(Beginning of DATA SECTION)
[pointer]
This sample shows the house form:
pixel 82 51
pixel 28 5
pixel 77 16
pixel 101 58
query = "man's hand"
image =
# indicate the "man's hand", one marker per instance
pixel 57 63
(End of DATA SECTION)
● **HOW TO COMPLETE THIS TASK**
Only this range is to be output: the line that contains "pixel 77 16" through the last line of the records above, both inclusive.

● **EXERCISE RESULT**
pixel 77 16
pixel 101 58
query = "man's hand"
image =
# indicate the "man's hand", one marker per instance
pixel 57 63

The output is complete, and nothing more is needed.